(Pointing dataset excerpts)
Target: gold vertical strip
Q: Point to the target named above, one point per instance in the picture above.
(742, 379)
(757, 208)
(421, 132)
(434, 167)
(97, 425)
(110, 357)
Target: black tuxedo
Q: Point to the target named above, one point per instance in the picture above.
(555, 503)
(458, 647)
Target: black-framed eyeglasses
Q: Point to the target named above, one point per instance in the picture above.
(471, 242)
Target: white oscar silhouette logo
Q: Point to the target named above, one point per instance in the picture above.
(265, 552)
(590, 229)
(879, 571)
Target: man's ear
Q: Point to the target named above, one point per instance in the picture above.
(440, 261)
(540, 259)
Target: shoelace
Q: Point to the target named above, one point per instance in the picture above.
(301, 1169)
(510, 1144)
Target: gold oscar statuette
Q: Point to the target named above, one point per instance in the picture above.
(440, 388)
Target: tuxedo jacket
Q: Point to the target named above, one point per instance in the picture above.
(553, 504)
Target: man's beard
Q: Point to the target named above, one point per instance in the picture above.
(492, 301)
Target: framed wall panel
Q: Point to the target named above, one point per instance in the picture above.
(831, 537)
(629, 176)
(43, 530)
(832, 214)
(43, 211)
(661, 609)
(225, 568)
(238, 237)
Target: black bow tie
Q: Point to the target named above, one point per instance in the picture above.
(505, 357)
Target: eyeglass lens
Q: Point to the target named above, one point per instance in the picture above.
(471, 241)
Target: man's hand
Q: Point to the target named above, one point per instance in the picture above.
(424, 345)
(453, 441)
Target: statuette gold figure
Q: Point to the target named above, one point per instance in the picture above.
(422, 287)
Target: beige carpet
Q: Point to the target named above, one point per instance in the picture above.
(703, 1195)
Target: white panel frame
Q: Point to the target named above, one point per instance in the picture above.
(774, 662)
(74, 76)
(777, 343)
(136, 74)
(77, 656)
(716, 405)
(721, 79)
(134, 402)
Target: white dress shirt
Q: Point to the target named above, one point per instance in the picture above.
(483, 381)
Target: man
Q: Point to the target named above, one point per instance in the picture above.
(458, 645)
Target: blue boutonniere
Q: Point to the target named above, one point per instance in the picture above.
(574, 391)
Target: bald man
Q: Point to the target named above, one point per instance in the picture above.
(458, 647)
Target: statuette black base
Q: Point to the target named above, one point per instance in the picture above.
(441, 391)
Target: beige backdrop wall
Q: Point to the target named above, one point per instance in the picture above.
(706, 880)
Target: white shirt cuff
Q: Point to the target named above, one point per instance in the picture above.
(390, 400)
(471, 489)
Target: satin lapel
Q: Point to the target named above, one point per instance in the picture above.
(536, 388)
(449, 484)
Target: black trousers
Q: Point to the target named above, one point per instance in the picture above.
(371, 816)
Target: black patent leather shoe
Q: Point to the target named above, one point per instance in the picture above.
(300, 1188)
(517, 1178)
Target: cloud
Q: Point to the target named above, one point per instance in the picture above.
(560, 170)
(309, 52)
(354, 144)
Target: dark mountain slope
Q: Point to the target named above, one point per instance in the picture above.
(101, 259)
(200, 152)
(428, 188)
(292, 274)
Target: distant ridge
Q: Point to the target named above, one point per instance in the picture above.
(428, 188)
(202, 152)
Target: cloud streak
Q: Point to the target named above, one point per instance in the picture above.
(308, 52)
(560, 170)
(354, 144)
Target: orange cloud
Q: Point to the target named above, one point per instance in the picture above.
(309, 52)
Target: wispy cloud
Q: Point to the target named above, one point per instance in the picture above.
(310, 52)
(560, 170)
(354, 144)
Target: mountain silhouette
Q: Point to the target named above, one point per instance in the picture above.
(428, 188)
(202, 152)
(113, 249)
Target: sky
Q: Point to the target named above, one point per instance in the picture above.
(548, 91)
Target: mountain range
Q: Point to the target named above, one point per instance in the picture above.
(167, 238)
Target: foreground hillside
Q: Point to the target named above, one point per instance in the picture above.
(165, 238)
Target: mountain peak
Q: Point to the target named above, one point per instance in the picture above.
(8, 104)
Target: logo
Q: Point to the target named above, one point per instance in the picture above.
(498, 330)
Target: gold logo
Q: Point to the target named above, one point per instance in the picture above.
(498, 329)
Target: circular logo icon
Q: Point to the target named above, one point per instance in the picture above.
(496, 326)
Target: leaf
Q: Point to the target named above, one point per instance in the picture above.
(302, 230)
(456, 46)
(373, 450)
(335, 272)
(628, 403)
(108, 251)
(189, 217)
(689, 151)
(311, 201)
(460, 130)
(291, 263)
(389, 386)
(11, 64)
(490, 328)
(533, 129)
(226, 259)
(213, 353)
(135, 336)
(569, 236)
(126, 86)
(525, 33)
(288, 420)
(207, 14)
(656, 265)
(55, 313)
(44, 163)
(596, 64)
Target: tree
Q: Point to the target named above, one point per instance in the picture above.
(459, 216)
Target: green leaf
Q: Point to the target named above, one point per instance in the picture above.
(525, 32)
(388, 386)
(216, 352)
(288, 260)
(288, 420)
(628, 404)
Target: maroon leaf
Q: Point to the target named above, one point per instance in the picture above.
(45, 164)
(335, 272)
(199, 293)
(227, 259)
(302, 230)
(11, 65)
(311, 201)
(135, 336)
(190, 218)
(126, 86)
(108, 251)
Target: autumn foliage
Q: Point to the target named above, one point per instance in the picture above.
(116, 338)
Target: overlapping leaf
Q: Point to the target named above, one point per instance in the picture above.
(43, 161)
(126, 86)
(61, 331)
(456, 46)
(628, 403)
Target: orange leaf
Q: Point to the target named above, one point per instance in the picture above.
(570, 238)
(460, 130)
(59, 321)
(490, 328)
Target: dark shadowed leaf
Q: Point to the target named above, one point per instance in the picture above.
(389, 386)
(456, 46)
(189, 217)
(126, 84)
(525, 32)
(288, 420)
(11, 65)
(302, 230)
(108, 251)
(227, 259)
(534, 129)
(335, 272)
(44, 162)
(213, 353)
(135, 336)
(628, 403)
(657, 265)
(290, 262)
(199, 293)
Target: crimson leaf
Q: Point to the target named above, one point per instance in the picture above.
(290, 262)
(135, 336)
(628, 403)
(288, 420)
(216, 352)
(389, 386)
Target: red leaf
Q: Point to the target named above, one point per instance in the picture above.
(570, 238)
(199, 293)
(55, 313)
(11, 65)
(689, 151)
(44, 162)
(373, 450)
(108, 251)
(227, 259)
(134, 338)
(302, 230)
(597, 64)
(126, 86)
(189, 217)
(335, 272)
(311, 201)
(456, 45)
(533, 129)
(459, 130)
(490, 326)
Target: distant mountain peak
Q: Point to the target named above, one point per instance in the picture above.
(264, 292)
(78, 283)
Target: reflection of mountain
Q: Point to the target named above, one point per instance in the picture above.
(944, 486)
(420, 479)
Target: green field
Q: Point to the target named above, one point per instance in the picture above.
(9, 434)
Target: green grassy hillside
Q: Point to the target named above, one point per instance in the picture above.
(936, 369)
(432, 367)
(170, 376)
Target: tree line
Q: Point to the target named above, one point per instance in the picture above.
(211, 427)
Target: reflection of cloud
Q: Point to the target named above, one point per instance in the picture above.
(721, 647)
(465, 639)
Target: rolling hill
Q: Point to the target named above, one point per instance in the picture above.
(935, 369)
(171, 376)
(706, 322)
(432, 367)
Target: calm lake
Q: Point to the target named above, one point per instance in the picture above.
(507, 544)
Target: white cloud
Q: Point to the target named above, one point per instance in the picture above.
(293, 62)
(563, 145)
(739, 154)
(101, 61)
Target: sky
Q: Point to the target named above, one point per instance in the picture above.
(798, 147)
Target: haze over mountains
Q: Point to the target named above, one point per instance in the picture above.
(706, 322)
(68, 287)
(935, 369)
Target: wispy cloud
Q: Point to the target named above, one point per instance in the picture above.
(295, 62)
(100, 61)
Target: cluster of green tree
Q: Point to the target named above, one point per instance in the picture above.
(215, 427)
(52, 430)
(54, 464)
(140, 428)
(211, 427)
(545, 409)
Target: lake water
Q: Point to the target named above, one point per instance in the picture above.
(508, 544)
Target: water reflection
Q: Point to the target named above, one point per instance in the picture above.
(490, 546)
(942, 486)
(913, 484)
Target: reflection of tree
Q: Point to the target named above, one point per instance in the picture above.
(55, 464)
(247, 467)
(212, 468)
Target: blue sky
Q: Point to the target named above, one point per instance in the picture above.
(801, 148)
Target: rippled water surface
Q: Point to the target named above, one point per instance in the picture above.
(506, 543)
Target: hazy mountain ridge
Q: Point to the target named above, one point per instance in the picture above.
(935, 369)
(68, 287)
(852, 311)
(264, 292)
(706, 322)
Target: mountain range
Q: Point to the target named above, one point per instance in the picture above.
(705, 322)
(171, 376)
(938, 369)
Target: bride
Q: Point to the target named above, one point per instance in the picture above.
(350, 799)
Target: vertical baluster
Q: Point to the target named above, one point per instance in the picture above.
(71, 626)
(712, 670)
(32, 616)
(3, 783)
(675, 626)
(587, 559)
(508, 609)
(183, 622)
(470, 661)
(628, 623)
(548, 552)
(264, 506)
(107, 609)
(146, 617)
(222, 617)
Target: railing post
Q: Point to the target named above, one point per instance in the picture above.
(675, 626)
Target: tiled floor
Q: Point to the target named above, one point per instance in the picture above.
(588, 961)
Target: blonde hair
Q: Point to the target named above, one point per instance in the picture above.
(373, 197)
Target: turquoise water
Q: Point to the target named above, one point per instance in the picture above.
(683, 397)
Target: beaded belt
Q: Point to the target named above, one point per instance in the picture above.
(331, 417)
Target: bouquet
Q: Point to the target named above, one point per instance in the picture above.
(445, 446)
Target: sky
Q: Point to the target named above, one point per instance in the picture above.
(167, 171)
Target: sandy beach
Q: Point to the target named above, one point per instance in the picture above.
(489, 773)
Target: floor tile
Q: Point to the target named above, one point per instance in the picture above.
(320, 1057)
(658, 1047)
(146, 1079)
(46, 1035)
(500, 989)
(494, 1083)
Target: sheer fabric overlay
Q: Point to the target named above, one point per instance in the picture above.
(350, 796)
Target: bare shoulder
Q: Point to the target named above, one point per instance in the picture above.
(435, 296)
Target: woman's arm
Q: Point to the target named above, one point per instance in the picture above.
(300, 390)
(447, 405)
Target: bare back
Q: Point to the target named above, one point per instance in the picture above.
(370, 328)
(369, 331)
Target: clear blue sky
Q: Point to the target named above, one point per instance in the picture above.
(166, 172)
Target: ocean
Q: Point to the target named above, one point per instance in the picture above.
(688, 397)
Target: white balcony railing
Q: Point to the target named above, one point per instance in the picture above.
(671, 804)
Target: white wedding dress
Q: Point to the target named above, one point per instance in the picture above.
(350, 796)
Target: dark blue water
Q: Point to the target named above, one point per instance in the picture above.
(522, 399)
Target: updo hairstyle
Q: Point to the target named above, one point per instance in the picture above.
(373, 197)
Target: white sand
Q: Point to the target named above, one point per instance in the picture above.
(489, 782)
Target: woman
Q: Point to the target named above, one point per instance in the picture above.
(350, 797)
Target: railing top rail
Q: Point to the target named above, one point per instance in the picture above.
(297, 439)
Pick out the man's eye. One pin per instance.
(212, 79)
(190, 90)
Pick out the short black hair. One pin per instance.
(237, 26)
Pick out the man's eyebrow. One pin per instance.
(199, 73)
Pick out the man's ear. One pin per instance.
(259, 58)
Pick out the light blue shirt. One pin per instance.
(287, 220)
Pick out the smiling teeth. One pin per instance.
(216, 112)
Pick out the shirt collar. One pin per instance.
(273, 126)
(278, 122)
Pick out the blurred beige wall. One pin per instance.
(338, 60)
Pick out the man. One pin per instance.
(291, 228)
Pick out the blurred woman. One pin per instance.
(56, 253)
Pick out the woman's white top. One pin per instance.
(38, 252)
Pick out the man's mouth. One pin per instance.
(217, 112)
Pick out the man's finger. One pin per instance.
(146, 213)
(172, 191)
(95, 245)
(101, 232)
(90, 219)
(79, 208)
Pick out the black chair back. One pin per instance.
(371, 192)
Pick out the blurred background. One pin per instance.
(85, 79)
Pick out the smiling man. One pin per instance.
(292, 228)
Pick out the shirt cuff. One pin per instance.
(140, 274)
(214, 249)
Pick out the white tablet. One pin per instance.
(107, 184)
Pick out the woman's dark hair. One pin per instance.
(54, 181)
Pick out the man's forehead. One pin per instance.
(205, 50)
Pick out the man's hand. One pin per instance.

What is asked ->
Give back, unchanged, every line from the one with "Target: dark blue water" to the end of the entries above.

Response to the task ->
Target: dark blue water
Q: Point to the target named above, one point per instance in the picture above.
(522, 399)
Target: updo hairstyle
Q: Point to the target named above, one point per instance in the picture above.
(373, 197)
Target: white sand
Q: Point to the target named above, one point per instance in the picture above.
(489, 782)
Target: woman
Q: Point to the target named above, one point per instance in the picture above.
(350, 797)
Target: railing top rail
Q: Point to the target named above, one point per instance in the picture above.
(297, 439)
Pick out the man's eye. One pin per instance.
(212, 79)
(190, 90)
Pick out the short black hair. One pin per instance.
(237, 26)
Pick out the man's eyebrow. One pin per instance.
(199, 73)
Pick out the man's ear. One pin per instance.
(259, 58)
Pick out the light blue shirt. One pin per instance.
(287, 220)
Pick out the smiling teeth. One pin per instance.
(216, 112)
Pick out the shirt collar. One pin per instance.
(273, 126)
(278, 122)
Pick out the blurred beige wall. One pin per instance.
(338, 60)
Pick out the man. One pin per instance.
(291, 228)
Pick out the blurred woman. One pin per instance.
(56, 253)
Pick out the woman's white top. One pin per instance.
(38, 252)
Pick out the man's mouth. One pin per instance.
(217, 112)
Pick out the man's finger. One pin per instance.
(146, 213)
(172, 191)
(95, 245)
(101, 232)
(90, 219)
(79, 208)
Pick out the black chair back. One pin per instance.
(371, 192)
Pick out the blurred background. One pin per instance.
(85, 79)
Pick out the smiling man. One pin per instance.
(292, 228)
Pick out the shirt cuff. One pin per instance.
(140, 274)
(214, 249)
Pick out the white tablet. One pin per instance.
(107, 184)
Pick out the woman's dark hair. One pin per instance.
(54, 181)
Pick out the man's forehead. One pin per instance.
(205, 50)
Pick out the man's hand. One pin per instance.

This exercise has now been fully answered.